- Problem details -
Exact copies of the lines from the one with "Report one point per instance of the bare" through the last line of the entries, and no pictures, make up the answer.
....
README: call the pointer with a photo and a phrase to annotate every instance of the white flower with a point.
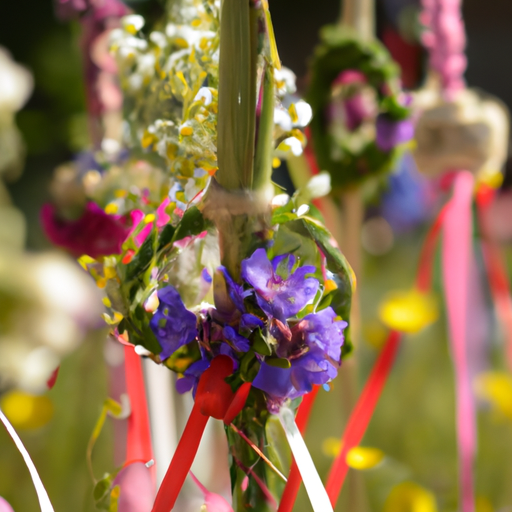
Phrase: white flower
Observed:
(16, 83)
(51, 301)
(304, 113)
(294, 144)
(283, 119)
(285, 79)
(133, 23)
(205, 94)
(319, 185)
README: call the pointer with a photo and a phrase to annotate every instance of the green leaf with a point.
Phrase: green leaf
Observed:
(344, 277)
(142, 259)
(278, 362)
(191, 224)
(260, 343)
(249, 367)
(166, 236)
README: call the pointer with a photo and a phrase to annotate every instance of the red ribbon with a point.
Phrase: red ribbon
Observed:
(362, 413)
(138, 442)
(214, 397)
(363, 410)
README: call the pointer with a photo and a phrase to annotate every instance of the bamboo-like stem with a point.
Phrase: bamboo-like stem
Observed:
(360, 15)
(237, 94)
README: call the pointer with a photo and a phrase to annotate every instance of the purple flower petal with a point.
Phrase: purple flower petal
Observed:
(279, 297)
(240, 342)
(274, 381)
(173, 324)
(314, 352)
(250, 322)
(257, 271)
(236, 291)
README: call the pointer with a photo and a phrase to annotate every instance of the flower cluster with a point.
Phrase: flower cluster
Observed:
(271, 329)
(170, 86)
(360, 115)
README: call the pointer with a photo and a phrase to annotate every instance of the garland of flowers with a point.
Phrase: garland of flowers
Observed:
(360, 116)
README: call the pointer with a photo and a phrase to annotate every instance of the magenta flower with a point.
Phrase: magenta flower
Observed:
(391, 133)
(4, 506)
(280, 293)
(95, 233)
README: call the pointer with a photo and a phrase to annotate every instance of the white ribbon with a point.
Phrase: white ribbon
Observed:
(312, 482)
(44, 500)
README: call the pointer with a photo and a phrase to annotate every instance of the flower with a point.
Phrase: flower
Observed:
(391, 133)
(4, 506)
(173, 324)
(95, 233)
(313, 347)
(280, 293)
(191, 376)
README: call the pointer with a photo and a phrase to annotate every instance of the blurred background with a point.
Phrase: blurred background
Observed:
(414, 421)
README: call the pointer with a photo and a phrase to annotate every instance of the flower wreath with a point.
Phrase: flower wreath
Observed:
(344, 59)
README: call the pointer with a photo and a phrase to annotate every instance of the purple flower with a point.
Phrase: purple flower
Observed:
(313, 347)
(95, 233)
(280, 293)
(240, 343)
(191, 377)
(173, 324)
(391, 133)
(236, 291)
(250, 322)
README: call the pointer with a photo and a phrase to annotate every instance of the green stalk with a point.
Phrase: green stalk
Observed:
(265, 144)
(237, 94)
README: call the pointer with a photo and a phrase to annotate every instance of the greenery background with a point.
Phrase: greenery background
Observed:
(414, 421)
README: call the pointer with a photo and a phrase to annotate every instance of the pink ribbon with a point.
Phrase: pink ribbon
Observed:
(457, 240)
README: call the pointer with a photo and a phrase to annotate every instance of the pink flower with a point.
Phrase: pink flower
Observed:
(95, 233)
(4, 506)
(136, 488)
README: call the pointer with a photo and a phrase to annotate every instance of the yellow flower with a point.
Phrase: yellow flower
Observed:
(410, 497)
(408, 311)
(26, 411)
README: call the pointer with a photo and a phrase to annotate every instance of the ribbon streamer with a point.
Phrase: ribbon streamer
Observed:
(457, 236)
(138, 442)
(362, 413)
(293, 484)
(496, 272)
(314, 487)
(370, 394)
(42, 495)
(181, 461)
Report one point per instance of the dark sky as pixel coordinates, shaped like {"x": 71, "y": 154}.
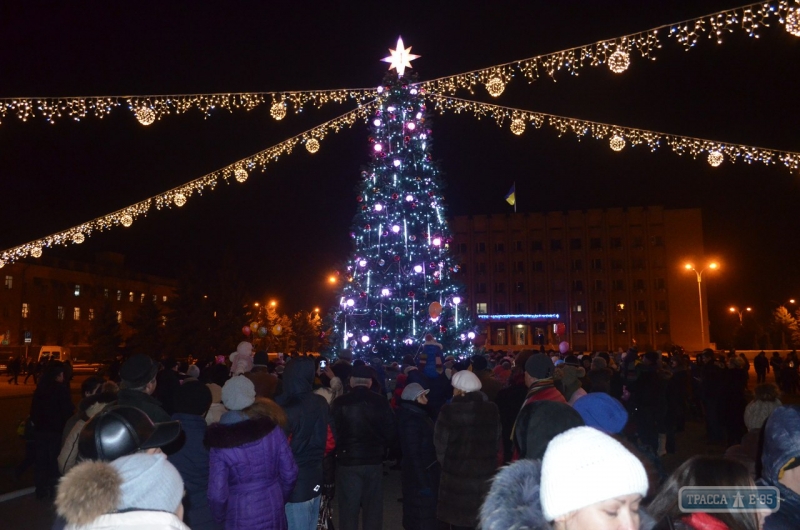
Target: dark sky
{"x": 289, "y": 226}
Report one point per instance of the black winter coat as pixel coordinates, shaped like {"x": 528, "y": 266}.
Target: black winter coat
{"x": 420, "y": 470}
{"x": 364, "y": 425}
{"x": 307, "y": 427}
{"x": 467, "y": 440}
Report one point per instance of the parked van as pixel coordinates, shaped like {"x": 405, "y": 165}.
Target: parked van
{"x": 57, "y": 353}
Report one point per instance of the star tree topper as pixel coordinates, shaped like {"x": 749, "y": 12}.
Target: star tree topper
{"x": 401, "y": 57}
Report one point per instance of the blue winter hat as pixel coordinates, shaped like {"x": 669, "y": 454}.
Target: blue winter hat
{"x": 601, "y": 411}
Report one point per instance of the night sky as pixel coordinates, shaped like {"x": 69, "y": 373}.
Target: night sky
{"x": 288, "y": 227}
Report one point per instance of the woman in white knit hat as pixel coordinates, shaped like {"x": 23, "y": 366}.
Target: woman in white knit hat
{"x": 571, "y": 488}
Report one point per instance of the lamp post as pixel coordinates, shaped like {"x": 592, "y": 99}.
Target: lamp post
{"x": 699, "y": 273}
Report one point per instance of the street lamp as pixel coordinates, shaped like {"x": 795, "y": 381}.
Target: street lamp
{"x": 713, "y": 266}
{"x": 734, "y": 309}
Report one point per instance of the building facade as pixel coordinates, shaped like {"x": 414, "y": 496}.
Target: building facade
{"x": 53, "y": 301}
{"x": 597, "y": 279}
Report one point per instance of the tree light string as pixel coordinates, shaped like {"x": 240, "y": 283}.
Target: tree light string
{"x": 148, "y": 109}
{"x": 633, "y": 136}
{"x": 179, "y": 195}
{"x": 688, "y": 33}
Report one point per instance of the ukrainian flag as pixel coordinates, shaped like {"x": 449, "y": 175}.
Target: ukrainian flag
{"x": 511, "y": 197}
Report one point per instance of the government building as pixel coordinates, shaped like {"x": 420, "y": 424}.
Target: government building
{"x": 597, "y": 279}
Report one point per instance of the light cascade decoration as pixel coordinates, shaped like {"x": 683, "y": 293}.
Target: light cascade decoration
{"x": 148, "y": 109}
{"x": 179, "y": 195}
{"x": 519, "y": 118}
{"x": 617, "y": 52}
{"x": 398, "y": 283}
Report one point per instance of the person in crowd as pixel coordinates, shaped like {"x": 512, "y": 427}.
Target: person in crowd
{"x": 139, "y": 491}
{"x": 734, "y": 386}
{"x": 14, "y": 368}
{"x": 755, "y": 416}
{"x": 509, "y": 401}
{"x": 599, "y": 376}
{"x": 51, "y": 407}
{"x": 703, "y": 471}
{"x": 467, "y": 441}
{"x": 31, "y": 370}
{"x": 332, "y": 386}
{"x": 267, "y": 385}
{"x": 89, "y": 407}
{"x": 217, "y": 409}
{"x": 540, "y": 422}
{"x": 365, "y": 427}
{"x": 489, "y": 385}
{"x": 570, "y": 487}
{"x": 191, "y": 403}
{"x": 311, "y": 437}
{"x": 251, "y": 468}
{"x": 420, "y": 469}
{"x": 138, "y": 375}
{"x": 431, "y": 356}
{"x": 780, "y": 465}
{"x": 761, "y": 365}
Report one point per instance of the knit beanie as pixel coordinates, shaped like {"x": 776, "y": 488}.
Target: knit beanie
{"x": 149, "y": 482}
{"x": 603, "y": 412}
{"x": 192, "y": 397}
{"x": 238, "y": 393}
{"x": 607, "y": 471}
{"x": 466, "y": 381}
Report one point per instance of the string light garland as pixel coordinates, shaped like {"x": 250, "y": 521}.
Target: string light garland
{"x": 126, "y": 216}
{"x": 148, "y": 109}
{"x": 749, "y": 18}
{"x": 653, "y": 139}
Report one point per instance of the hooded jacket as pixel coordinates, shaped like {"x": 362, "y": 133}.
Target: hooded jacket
{"x": 513, "y": 500}
{"x": 781, "y": 447}
{"x": 307, "y": 428}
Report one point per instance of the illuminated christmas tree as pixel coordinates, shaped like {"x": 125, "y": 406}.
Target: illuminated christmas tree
{"x": 398, "y": 284}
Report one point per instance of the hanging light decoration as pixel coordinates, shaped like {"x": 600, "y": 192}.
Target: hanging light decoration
{"x": 312, "y": 145}
{"x": 495, "y": 86}
{"x": 715, "y": 158}
{"x": 793, "y": 22}
{"x": 278, "y": 110}
{"x": 617, "y": 142}
{"x": 619, "y": 61}
{"x": 145, "y": 115}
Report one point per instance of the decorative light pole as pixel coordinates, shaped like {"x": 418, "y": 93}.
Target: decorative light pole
{"x": 699, "y": 273}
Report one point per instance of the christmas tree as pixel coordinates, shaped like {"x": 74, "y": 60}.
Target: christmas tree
{"x": 398, "y": 285}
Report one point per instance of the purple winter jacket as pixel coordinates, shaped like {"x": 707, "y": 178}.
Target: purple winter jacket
{"x": 251, "y": 474}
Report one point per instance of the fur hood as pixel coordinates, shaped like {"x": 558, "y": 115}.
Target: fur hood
{"x": 221, "y": 436}
{"x": 513, "y": 501}
{"x": 88, "y": 491}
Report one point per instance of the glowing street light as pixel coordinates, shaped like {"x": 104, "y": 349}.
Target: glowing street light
{"x": 713, "y": 266}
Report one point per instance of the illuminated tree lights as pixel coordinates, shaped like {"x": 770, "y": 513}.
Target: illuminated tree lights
{"x": 400, "y": 274}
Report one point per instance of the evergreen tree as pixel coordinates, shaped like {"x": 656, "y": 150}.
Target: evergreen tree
{"x": 148, "y": 332}
{"x": 104, "y": 335}
{"x": 399, "y": 283}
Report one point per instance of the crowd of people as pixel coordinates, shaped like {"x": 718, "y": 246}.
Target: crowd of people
{"x": 532, "y": 440}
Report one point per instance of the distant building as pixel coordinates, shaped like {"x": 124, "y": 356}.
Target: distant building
{"x": 55, "y": 300}
{"x": 598, "y": 279}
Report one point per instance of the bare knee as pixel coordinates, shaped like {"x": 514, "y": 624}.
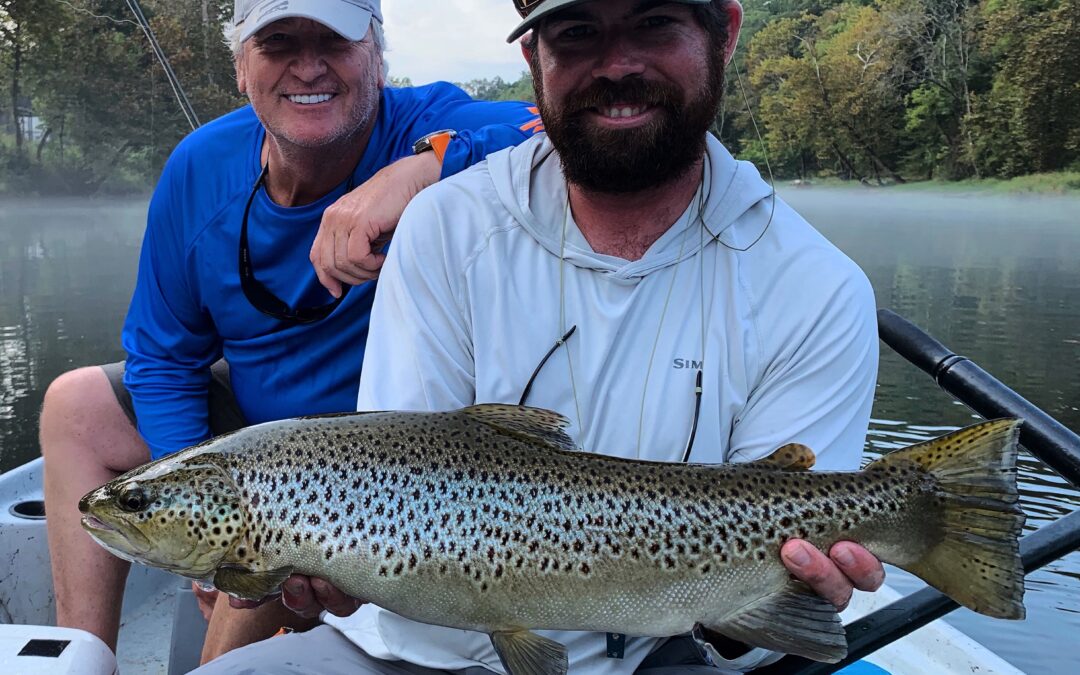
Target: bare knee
....
- Solution -
Report one point per instance of the bare knee as pixel coordinates, shaped like {"x": 514, "y": 624}.
Target: bare knee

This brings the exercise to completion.